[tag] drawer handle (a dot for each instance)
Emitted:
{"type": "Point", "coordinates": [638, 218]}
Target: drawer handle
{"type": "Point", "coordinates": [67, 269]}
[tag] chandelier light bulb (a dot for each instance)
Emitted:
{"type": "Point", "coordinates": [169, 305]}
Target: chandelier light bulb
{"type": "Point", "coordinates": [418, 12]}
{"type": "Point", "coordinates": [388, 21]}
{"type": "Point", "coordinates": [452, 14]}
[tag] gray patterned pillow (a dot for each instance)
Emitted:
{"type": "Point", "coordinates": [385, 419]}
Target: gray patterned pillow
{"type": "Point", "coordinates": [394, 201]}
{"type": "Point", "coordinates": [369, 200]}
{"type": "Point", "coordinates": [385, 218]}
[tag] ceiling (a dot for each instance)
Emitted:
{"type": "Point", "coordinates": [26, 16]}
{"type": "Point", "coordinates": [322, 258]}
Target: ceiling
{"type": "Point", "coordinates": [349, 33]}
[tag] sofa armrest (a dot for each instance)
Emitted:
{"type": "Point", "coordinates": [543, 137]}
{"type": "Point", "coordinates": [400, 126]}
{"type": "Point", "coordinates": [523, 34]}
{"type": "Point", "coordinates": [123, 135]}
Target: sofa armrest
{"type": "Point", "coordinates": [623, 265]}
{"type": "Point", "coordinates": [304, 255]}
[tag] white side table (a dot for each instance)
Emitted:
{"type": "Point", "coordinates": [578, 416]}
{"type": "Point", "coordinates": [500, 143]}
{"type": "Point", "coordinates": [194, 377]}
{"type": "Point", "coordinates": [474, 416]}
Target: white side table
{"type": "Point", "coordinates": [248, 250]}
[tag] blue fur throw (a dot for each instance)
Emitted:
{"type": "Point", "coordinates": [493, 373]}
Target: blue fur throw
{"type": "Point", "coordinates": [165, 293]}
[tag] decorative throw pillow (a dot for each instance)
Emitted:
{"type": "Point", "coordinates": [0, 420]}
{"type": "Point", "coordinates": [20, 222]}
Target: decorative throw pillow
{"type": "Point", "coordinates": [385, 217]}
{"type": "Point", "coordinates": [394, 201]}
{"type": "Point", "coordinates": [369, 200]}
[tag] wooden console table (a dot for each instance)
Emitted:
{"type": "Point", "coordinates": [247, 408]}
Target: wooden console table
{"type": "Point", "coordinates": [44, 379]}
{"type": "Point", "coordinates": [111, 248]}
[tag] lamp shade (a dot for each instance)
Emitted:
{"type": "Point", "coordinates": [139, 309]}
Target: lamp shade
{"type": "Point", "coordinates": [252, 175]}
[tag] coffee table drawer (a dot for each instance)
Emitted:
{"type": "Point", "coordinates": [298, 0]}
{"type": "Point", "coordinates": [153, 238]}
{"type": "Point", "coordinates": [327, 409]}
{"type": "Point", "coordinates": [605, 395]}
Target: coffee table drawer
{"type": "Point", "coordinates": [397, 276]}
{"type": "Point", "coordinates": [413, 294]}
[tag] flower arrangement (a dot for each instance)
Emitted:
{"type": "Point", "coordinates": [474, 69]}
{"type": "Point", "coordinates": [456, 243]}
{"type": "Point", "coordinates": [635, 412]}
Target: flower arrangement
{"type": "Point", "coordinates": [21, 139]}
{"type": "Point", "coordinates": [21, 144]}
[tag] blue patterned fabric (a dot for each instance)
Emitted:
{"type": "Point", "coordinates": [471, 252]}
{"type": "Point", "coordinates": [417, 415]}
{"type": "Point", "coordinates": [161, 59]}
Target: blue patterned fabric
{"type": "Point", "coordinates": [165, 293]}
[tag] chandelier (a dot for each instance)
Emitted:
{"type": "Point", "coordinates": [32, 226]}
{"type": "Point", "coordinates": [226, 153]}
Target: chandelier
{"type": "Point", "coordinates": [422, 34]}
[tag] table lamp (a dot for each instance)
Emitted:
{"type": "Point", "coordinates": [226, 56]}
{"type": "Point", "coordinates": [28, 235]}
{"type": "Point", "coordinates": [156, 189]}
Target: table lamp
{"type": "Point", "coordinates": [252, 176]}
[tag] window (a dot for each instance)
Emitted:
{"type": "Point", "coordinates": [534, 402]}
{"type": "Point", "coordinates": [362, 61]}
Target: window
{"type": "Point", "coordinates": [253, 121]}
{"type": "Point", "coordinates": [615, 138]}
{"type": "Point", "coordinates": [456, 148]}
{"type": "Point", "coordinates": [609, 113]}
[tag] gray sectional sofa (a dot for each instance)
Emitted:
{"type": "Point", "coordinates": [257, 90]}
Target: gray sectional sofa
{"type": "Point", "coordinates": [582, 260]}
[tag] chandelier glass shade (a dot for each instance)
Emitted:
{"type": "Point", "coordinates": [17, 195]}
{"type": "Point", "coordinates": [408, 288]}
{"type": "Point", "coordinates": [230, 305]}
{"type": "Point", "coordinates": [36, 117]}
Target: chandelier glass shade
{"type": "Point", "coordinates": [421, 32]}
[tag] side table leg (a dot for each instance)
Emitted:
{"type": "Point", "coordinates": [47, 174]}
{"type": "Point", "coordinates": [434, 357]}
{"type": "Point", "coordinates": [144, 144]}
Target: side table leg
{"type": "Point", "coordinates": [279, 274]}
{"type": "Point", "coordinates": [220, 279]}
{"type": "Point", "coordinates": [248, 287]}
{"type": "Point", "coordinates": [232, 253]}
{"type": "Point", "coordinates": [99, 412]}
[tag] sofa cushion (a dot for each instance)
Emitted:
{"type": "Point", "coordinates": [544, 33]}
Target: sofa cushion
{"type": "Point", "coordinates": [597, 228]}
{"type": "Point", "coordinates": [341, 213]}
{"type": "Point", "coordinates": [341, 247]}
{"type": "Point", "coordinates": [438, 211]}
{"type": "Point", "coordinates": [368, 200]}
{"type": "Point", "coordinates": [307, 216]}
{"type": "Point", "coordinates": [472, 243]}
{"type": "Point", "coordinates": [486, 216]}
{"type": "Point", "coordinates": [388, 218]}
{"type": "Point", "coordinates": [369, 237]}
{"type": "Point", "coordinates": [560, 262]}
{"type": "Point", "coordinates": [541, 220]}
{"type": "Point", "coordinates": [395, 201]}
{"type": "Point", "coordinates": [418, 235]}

******

■ Set problem: Extract each line of the listing above, copying it word for word.

■ Reply to the exercise:
[tag] drawer handle (a dot for each instance)
Emitted:
{"type": "Point", "coordinates": [638, 218]}
Target: drawer handle
{"type": "Point", "coordinates": [67, 269]}
[tag] chandelier light bulb (a dot for each instance)
Emitted:
{"type": "Point", "coordinates": [169, 305]}
Target: chandelier light bulb
{"type": "Point", "coordinates": [418, 12]}
{"type": "Point", "coordinates": [388, 21]}
{"type": "Point", "coordinates": [452, 14]}
[tag] gray patterned pillow (a dot for each instance)
Emitted:
{"type": "Point", "coordinates": [385, 419]}
Target: gray patterned pillow
{"type": "Point", "coordinates": [394, 201]}
{"type": "Point", "coordinates": [369, 200]}
{"type": "Point", "coordinates": [385, 218]}
[tag] ceiling (a dot for each instance)
Emitted:
{"type": "Point", "coordinates": [26, 16]}
{"type": "Point", "coordinates": [322, 258]}
Target: ceiling
{"type": "Point", "coordinates": [349, 33]}
[tag] sofa armrest (a dot for each instance)
Emitted:
{"type": "Point", "coordinates": [543, 137]}
{"type": "Point", "coordinates": [400, 126]}
{"type": "Point", "coordinates": [523, 34]}
{"type": "Point", "coordinates": [123, 135]}
Target: sofa armrest
{"type": "Point", "coordinates": [623, 265]}
{"type": "Point", "coordinates": [304, 255]}
[tag] white side table (a dot for each instance)
Emitted:
{"type": "Point", "coordinates": [578, 416]}
{"type": "Point", "coordinates": [500, 143]}
{"type": "Point", "coordinates": [194, 377]}
{"type": "Point", "coordinates": [474, 416]}
Target: white side table
{"type": "Point", "coordinates": [248, 250]}
[tag] blue fur throw (a dot for each instance)
Emitted:
{"type": "Point", "coordinates": [493, 373]}
Target: blue fur throw
{"type": "Point", "coordinates": [165, 293]}
[tag] decorative throw pillow (a dot for each instance)
Emitted:
{"type": "Point", "coordinates": [0, 420]}
{"type": "Point", "coordinates": [20, 222]}
Target: decorative throw pillow
{"type": "Point", "coordinates": [385, 217]}
{"type": "Point", "coordinates": [394, 201]}
{"type": "Point", "coordinates": [369, 200]}
[tag] wooden console table (a dot for each instance)
Emitted:
{"type": "Point", "coordinates": [247, 408]}
Target: wooden console table
{"type": "Point", "coordinates": [44, 379]}
{"type": "Point", "coordinates": [111, 248]}
[tag] lamp shade (a dot for each instance)
Emitted:
{"type": "Point", "coordinates": [139, 309]}
Target: lamp shade
{"type": "Point", "coordinates": [252, 175]}
[tag] coffee table drawer (a dot for each instance)
Emitted:
{"type": "Point", "coordinates": [298, 0]}
{"type": "Point", "coordinates": [153, 238]}
{"type": "Point", "coordinates": [327, 409]}
{"type": "Point", "coordinates": [605, 395]}
Target: coffee table drawer
{"type": "Point", "coordinates": [397, 276]}
{"type": "Point", "coordinates": [413, 294]}
[tag] flower arrangement (a dot for each instance)
Emitted:
{"type": "Point", "coordinates": [474, 69]}
{"type": "Point", "coordinates": [456, 243]}
{"type": "Point", "coordinates": [635, 412]}
Target: flower arrangement
{"type": "Point", "coordinates": [21, 139]}
{"type": "Point", "coordinates": [21, 144]}
[tag] blue patterned fabric (a dot for each instance)
Emitted:
{"type": "Point", "coordinates": [471, 252]}
{"type": "Point", "coordinates": [417, 415]}
{"type": "Point", "coordinates": [161, 59]}
Target: blue patterned fabric
{"type": "Point", "coordinates": [165, 293]}
[tag] chandelier (a dot for each instance)
Emitted:
{"type": "Point", "coordinates": [32, 226]}
{"type": "Point", "coordinates": [226, 153]}
Target: chandelier
{"type": "Point", "coordinates": [422, 34]}
[tag] table lamp (a dot for each instance)
Emitted:
{"type": "Point", "coordinates": [226, 56]}
{"type": "Point", "coordinates": [28, 235]}
{"type": "Point", "coordinates": [156, 189]}
Target: table lamp
{"type": "Point", "coordinates": [252, 176]}
[tag] window (a dot for each instance)
Emitted:
{"type": "Point", "coordinates": [534, 402]}
{"type": "Point", "coordinates": [362, 61]}
Target: window
{"type": "Point", "coordinates": [253, 121]}
{"type": "Point", "coordinates": [615, 138]}
{"type": "Point", "coordinates": [456, 148]}
{"type": "Point", "coordinates": [609, 113]}
[tag] gray sectional sofa (a dot for each instance)
Emitted:
{"type": "Point", "coordinates": [257, 90]}
Target: gray sectional sofa
{"type": "Point", "coordinates": [582, 260]}
[tag] chandelier glass shade (a dot for each instance)
Emitted:
{"type": "Point", "coordinates": [17, 195]}
{"type": "Point", "coordinates": [408, 288]}
{"type": "Point", "coordinates": [230, 305]}
{"type": "Point", "coordinates": [36, 117]}
Target: chandelier glass shade
{"type": "Point", "coordinates": [421, 32]}
[tag] side table leg (a dot for each instance)
Emitted:
{"type": "Point", "coordinates": [47, 174]}
{"type": "Point", "coordinates": [434, 357]}
{"type": "Point", "coordinates": [144, 144]}
Target: side table leg
{"type": "Point", "coordinates": [279, 274]}
{"type": "Point", "coordinates": [220, 279]}
{"type": "Point", "coordinates": [248, 287]}
{"type": "Point", "coordinates": [232, 253]}
{"type": "Point", "coordinates": [99, 412]}
[tag] sofa cushion (a dot for each instance)
Emitted:
{"type": "Point", "coordinates": [544, 33]}
Target: sofa cushion
{"type": "Point", "coordinates": [597, 228]}
{"type": "Point", "coordinates": [341, 213]}
{"type": "Point", "coordinates": [341, 247]}
{"type": "Point", "coordinates": [438, 211]}
{"type": "Point", "coordinates": [368, 200]}
{"type": "Point", "coordinates": [307, 216]}
{"type": "Point", "coordinates": [472, 243]}
{"type": "Point", "coordinates": [486, 216]}
{"type": "Point", "coordinates": [388, 218]}
{"type": "Point", "coordinates": [369, 237]}
{"type": "Point", "coordinates": [560, 262]}
{"type": "Point", "coordinates": [541, 220]}
{"type": "Point", "coordinates": [395, 201]}
{"type": "Point", "coordinates": [418, 235]}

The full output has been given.